DIRECTION
Copy out each line exactly as it appears.

* start EXERCISE INPUTS *

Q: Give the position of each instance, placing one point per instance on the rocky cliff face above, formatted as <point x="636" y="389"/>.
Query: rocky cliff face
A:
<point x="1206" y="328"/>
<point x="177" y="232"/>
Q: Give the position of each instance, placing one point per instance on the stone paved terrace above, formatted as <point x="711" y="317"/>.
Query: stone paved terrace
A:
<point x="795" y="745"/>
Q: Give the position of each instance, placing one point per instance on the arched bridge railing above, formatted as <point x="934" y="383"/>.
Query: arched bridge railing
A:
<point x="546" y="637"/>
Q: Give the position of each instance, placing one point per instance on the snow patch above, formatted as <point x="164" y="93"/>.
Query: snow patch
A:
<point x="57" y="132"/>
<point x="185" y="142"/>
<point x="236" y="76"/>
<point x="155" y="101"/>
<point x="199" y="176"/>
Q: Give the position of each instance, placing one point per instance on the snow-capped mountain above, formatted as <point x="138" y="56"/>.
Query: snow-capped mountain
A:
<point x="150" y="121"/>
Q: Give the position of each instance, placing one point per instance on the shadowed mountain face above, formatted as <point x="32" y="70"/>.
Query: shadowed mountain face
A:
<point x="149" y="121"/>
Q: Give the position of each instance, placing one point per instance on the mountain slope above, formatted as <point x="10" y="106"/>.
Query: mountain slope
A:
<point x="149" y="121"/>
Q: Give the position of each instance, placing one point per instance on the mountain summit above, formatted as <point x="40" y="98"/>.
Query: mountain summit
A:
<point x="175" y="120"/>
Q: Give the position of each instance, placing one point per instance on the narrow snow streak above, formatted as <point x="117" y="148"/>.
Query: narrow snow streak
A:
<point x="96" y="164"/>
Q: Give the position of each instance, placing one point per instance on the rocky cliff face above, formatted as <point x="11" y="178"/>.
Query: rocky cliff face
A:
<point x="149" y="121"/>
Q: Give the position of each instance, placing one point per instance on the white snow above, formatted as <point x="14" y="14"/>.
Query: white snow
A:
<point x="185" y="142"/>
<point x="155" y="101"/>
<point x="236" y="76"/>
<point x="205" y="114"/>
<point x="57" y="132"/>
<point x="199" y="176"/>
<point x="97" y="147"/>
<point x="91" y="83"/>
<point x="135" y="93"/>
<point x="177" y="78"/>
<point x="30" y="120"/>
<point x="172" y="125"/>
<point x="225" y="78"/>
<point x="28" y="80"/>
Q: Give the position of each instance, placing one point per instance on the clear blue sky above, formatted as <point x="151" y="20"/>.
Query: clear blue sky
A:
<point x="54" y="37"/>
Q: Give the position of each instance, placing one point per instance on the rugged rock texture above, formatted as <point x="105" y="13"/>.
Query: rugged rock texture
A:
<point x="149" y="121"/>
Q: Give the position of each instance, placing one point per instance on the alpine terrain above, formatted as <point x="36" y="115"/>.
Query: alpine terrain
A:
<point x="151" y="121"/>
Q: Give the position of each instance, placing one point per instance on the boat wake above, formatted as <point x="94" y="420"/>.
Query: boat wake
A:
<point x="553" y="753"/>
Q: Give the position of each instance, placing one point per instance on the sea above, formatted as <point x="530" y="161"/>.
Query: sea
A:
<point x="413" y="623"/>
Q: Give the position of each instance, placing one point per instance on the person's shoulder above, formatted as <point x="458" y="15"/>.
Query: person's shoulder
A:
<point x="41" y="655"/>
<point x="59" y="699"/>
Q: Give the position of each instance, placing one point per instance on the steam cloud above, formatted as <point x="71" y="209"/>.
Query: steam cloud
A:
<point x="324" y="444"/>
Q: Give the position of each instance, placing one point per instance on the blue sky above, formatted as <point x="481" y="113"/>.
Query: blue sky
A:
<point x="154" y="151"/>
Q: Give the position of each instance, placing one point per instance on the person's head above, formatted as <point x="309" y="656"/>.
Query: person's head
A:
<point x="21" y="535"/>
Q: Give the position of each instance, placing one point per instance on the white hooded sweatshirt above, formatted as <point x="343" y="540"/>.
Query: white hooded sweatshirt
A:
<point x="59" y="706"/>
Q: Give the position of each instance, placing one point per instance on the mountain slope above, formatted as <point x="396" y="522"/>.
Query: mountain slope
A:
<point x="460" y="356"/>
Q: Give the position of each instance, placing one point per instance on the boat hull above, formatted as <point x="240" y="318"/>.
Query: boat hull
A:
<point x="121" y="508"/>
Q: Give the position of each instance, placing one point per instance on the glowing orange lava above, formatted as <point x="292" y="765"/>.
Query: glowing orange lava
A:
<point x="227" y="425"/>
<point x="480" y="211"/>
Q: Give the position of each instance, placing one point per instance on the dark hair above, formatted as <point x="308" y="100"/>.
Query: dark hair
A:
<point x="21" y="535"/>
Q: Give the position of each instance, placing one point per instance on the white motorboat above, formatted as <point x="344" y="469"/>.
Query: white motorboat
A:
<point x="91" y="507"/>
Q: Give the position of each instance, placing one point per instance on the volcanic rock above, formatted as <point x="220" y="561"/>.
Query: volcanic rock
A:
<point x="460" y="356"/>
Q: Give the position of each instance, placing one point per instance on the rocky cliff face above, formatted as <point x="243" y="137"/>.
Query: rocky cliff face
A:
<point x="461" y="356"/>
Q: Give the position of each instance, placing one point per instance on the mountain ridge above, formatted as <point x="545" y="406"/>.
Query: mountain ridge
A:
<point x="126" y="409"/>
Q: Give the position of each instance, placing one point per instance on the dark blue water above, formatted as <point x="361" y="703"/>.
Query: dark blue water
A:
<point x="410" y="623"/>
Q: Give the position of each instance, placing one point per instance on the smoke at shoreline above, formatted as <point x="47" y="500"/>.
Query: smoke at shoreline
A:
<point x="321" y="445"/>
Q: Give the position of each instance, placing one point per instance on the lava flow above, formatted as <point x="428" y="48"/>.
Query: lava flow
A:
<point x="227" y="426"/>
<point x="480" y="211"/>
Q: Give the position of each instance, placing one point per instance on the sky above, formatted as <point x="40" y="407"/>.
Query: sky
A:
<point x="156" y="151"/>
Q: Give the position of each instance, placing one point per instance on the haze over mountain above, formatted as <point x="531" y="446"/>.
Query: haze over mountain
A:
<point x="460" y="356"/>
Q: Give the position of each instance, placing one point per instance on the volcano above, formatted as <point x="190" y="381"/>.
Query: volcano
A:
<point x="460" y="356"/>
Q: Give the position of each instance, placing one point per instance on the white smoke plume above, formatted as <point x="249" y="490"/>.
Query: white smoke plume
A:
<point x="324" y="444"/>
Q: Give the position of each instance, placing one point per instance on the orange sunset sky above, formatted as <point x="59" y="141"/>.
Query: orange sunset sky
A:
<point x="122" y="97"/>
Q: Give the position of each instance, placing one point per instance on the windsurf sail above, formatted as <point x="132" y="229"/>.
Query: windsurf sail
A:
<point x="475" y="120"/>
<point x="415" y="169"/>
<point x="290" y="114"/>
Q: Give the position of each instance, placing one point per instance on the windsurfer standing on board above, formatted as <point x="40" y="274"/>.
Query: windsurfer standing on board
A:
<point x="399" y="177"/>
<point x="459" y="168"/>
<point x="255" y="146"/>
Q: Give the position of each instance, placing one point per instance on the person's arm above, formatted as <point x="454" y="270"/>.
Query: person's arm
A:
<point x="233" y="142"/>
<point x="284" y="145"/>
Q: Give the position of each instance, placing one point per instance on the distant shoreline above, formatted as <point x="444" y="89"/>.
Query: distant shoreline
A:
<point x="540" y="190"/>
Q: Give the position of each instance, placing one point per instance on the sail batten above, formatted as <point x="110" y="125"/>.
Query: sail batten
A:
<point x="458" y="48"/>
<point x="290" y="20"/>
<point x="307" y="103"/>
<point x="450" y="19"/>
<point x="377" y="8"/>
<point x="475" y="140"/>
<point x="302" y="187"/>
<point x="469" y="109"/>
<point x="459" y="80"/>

* end EXERCISE INPUTS *

RESULT FOR THIS TASK
Q: Give the position of each instance, placing one point per instance on the rocky cliff face above, formatted as <point x="636" y="389"/>.
Query: rocky cliff face
A:
<point x="1206" y="328"/>
<point x="177" y="232"/>
Q: Give the position of each instance, placing one point per instance on the stone paved terrace above, formatted as <point x="711" y="317"/>.
Query: stone paved terrace
A:
<point x="795" y="745"/>
Q: Give the position of each instance, placing one point per instance on the arched bridge railing above, formatted as <point x="934" y="383"/>.
Query: arched bridge railing
A:
<point x="546" y="637"/>
Q: Give the position of each instance, placing one point per instance on the snow patch above, formatted as <point x="164" y="93"/>.
Query: snow patch
A:
<point x="57" y="132"/>
<point x="185" y="142"/>
<point x="236" y="76"/>
<point x="155" y="101"/>
<point x="199" y="176"/>
Q: Give the position of each instance, placing one point per instance on the snow-capped mountain above, formatted as <point x="138" y="56"/>.
Query: snow-capped mountain
A:
<point x="150" y="121"/>
Q: Give the position of each instance, placing one point per instance on the shadowed mountain face above, formatted as <point x="32" y="70"/>.
Query: shadowed mountain face
A:
<point x="149" y="121"/>
Q: Give the position of each instance, placing one point per instance on the mountain slope above, formatted as <point x="10" y="106"/>.
Query: mountain slope
A:
<point x="149" y="121"/>
Q: Give the position of each instance, placing one point per instance on the mountain summit above, formatted as <point x="40" y="98"/>.
Query: mountain summit
A:
<point x="175" y="120"/>
Q: Give the position of each instance, placing one point per instance on the narrow snow streak above, formatted as <point x="117" y="148"/>.
Query: narrow snow streak
A:
<point x="96" y="164"/>
Q: Give the position of each instance, placing one point per instance on the rocky cliff face above, formatted as <point x="11" y="178"/>.
Query: rocky cliff face
A:
<point x="149" y="121"/>
Q: Give the position of each instance, placing one point per instance on the white snow above, formatted as <point x="14" y="14"/>.
Query: white snow
A:
<point x="185" y="142"/>
<point x="155" y="101"/>
<point x="236" y="76"/>
<point x="205" y="114"/>
<point x="57" y="132"/>
<point x="199" y="176"/>
<point x="97" y="147"/>
<point x="91" y="83"/>
<point x="135" y="93"/>
<point x="177" y="78"/>
<point x="30" y="120"/>
<point x="172" y="125"/>
<point x="225" y="78"/>
<point x="28" y="80"/>
Q: Give the position of each instance, placing one point per instance on the clear blue sky above, formatted as <point x="151" y="20"/>.
Query: clear blue sky
A:
<point x="54" y="37"/>
Q: Give the position of each instance, placing one point per instance on the rugged rock texture above, formatted as <point x="105" y="13"/>.
Query: rugged rock texture
A:
<point x="149" y="121"/>
Q: Give the position of each instance, placing one point per instance on the alpine terrain above, formatted as <point x="36" y="115"/>.
Query: alpine terrain
A:
<point x="151" y="121"/>
Q: Give the position of each instance, placing one point per instance on the boat wake above, formatted as <point x="94" y="420"/>.
Query: boat wake
A:
<point x="553" y="753"/>
Q: Give the position of each instance, placing one point per instance on the sea above, formatted as <point x="530" y="161"/>.
Query: sea
A:
<point x="413" y="623"/>
Q: Give the position of each instance, placing one point per instance on the person's shoulder above, formatted as <point x="458" y="15"/>.
Query: person's shoulder
A:
<point x="41" y="655"/>
<point x="59" y="699"/>
Q: Give the position of each instance, placing one point per instance on the steam cloud above, formatted as <point x="71" y="209"/>.
Query: steam cloud
A:
<point x="324" y="444"/>
Q: Give the position of each instance, placing one point per instance on the blue sky above, formatted as <point x="481" y="113"/>.
Query: blue sky
A:
<point x="154" y="151"/>
Q: Give the position of each instance, placing one point per instance on the person's head above, formatted as <point x="309" y="656"/>.
Query: person's head
A:
<point x="21" y="535"/>
Q: Give the position of each instance, placing one point per instance on the white hooded sweatshirt above, formatted as <point x="343" y="540"/>.
Query: white hooded sweatshirt
A:
<point x="59" y="706"/>
Q: Give the position of each instance, placing one point per instance on the mountain slope above, formatted as <point x="396" y="522"/>.
Query: mountain slope
A:
<point x="460" y="356"/>
Q: Give the position of each instance, placing one point per instance on the boat hull above, formatted as <point x="240" y="318"/>.
Query: boat hull
A:
<point x="121" y="508"/>
Q: Give the position of each instance, placing one point per instance on the glowing orange lava above, formatted as <point x="292" y="765"/>.
Query: glowing orange lava
A:
<point x="227" y="425"/>
<point x="480" y="211"/>
Q: Give the position of each instance, placing one point per instance on the dark hair above, formatted as <point x="308" y="100"/>.
Query: dark hair
A:
<point x="21" y="535"/>
Q: Give the position of each instance, placing one point per instance on the white motorboat above, formatted as <point x="344" y="469"/>.
Query: white motorboat
A:
<point x="91" y="507"/>
Q: Give the position of each instance, placing one point per instance on the volcanic rock above, formatted as <point x="220" y="561"/>.
Query: volcanic rock
A:
<point x="460" y="356"/>
Q: Give the position of each instance, placing one point per instance on the rocky cliff face above, formatted as <point x="243" y="137"/>.
Query: rocky cliff face
A:
<point x="461" y="356"/>
Q: Give the position of each instance, placing one point per instance on the mountain ridge above, formatted as <point x="545" y="406"/>.
Query: mountain ridge
A:
<point x="126" y="409"/>
Q: Give the position of each instance, placing one point per instance on the dark blue water above, formatted as <point x="361" y="703"/>.
Query: dark blue water
A:
<point x="410" y="623"/>
Q: Give the position of each instance, placing one point per instance on the smoke at shoreline above, formatted as <point x="47" y="500"/>.
Query: smoke at shoreline
A:
<point x="321" y="445"/>
Q: Give the position of each instance, placing one point per instance on the lava flow above, formatted as <point x="428" y="48"/>.
Query: lava flow
A:
<point x="227" y="426"/>
<point x="480" y="211"/>
Q: Give the position of each instance, placing one point per instance on the sky above, formatted as <point x="40" y="407"/>.
Query: sky
A:
<point x="156" y="151"/>
Q: Give the position of each instance, placing one point per instance on the haze over mountain above, formatted as <point x="531" y="446"/>.
Query: haze over mountain
A:
<point x="460" y="356"/>
Q: Give the position of each instance, placing one point per instance on the volcano above, formatted as <point x="190" y="381"/>.
Query: volcano
A:
<point x="460" y="356"/>
Q: Give the position of each instance, placing one point per instance on the white smoke plume above, formatted as <point x="249" y="490"/>.
Query: white smoke plume
A:
<point x="324" y="444"/>
Q: Give the position of each instance, placing one point per instance on the orange sunset sky above, formatted as <point x="59" y="141"/>.
Query: orange sunset sky
A:
<point x="122" y="97"/>
Q: Give the position of each instance, placing one point per instance on the windsurf sail above, formatted as <point x="132" y="229"/>.
Query: windsurf sail
A:
<point x="475" y="120"/>
<point x="415" y="169"/>
<point x="290" y="114"/>
Q: Give the position of each instance, placing one point per instance on the windsurfer standing on board above, formatted as <point x="40" y="274"/>.
Query: windsurfer standing on board
A:
<point x="399" y="177"/>
<point x="459" y="168"/>
<point x="255" y="146"/>
Q: Give the position of each instance, placing one point per instance on the person's arm above, formatted as <point x="454" y="270"/>.
Query: person's arm
A:
<point x="233" y="142"/>
<point x="284" y="145"/>
Q: Give the position of each instance, placing one point per instance on the distant shoreline above, formatted as <point x="444" y="89"/>.
Query: distant shoreline
A:
<point x="540" y="190"/>
Q: Give the position of each instance, placing one point per instance on the sail batten above, formatted as <point x="110" y="125"/>.
Query: sail batten
A:
<point x="458" y="48"/>
<point x="290" y="20"/>
<point x="307" y="103"/>
<point x="450" y="19"/>
<point x="377" y="8"/>
<point x="475" y="140"/>
<point x="302" y="187"/>
<point x="469" y="109"/>
<point x="459" y="80"/>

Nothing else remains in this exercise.